----- Excerpted data

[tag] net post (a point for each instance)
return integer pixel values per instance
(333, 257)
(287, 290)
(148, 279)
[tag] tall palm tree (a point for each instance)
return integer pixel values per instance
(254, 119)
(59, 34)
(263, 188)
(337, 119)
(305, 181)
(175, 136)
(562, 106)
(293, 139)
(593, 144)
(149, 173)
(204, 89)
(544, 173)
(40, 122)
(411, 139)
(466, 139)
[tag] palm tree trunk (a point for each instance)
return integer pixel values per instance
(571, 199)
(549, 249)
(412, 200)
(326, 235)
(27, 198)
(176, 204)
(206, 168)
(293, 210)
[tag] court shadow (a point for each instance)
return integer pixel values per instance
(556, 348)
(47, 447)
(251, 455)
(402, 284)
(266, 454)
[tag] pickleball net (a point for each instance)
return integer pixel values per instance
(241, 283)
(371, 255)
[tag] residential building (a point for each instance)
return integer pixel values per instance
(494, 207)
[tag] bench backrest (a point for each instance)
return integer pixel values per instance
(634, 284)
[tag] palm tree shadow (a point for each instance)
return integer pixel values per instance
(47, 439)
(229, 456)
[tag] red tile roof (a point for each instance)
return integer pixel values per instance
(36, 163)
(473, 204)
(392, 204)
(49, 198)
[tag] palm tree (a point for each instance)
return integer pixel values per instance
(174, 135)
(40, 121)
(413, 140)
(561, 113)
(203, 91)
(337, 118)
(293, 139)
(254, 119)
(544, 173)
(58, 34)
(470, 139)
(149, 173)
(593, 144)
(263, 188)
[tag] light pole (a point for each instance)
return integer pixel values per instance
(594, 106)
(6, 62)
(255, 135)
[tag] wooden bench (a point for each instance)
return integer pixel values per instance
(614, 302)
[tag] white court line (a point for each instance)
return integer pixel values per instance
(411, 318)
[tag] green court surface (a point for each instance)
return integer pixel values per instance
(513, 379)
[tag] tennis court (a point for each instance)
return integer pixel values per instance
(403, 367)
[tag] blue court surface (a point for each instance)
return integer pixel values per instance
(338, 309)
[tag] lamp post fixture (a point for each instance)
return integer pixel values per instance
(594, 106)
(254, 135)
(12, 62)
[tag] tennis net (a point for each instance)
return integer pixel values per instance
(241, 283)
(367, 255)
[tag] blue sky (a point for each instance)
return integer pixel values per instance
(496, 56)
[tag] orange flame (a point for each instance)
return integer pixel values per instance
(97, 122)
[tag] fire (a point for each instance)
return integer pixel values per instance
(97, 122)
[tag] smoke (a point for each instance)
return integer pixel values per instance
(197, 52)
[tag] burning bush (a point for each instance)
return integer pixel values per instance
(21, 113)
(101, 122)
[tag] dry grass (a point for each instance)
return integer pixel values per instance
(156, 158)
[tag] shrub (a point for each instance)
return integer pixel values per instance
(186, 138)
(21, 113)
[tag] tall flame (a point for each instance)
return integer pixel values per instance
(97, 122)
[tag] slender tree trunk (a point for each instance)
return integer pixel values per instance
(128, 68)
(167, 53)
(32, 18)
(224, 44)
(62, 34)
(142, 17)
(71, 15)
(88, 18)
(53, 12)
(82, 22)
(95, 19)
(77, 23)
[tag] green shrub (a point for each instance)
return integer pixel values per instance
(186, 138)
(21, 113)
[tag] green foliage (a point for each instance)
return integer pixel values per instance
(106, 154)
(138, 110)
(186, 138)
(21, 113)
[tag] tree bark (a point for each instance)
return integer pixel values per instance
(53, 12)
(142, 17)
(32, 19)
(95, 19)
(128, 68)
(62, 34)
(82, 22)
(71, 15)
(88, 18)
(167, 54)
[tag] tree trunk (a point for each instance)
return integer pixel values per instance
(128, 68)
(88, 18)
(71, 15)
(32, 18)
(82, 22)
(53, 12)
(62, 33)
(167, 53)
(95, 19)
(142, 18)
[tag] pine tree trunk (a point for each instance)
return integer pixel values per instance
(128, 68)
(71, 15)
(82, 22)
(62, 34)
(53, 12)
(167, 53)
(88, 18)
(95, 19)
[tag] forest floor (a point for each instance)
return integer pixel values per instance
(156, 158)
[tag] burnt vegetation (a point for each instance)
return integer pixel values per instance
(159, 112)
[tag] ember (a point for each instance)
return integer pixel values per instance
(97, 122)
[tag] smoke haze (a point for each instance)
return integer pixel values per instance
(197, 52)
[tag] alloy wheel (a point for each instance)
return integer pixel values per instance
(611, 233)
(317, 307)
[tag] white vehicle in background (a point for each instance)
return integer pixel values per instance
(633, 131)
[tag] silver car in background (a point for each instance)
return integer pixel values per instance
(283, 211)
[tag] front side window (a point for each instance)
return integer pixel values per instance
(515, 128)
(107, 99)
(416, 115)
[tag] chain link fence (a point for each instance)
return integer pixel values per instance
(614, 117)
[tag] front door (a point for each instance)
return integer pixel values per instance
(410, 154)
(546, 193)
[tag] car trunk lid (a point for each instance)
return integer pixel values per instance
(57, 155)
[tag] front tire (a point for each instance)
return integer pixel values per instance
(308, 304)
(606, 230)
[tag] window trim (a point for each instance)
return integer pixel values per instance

----------

Copy each line of the entries that includes the word "window".

**Response below**
[tag] front side window (a point for each instance)
[tag] window trim (a point for each instance)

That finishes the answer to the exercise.